Task input:
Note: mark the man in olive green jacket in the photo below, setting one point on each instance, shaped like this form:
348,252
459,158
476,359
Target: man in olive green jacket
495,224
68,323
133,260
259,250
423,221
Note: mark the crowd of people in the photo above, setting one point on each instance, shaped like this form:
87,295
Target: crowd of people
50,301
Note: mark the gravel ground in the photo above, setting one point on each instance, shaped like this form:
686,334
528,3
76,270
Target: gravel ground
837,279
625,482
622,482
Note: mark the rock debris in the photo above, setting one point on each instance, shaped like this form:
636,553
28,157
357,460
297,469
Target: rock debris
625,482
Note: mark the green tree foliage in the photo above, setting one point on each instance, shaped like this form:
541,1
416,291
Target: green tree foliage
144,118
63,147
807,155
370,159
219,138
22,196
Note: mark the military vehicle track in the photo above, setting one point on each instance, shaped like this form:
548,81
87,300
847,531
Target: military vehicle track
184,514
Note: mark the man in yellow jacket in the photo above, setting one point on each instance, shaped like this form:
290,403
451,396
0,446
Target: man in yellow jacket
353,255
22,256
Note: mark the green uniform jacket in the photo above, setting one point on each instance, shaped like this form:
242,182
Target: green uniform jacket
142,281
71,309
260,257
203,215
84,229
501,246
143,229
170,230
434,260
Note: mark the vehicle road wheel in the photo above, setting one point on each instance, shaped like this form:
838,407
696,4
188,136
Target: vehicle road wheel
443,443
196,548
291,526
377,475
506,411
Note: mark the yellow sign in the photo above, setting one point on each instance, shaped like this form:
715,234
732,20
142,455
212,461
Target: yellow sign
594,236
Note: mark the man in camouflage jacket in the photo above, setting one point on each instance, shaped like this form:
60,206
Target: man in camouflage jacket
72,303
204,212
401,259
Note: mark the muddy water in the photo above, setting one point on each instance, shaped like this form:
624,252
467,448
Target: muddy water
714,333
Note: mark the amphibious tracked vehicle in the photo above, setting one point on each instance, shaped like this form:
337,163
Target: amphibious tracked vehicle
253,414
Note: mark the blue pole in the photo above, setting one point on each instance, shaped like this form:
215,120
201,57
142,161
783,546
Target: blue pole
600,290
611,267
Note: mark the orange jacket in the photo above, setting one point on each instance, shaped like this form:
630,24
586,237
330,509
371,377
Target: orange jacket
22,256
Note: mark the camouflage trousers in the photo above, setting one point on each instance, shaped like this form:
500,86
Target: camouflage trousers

Assigned task: Count the lines of the material above that contain "trousers"; your reply is that number and no more.

Exercise response: 2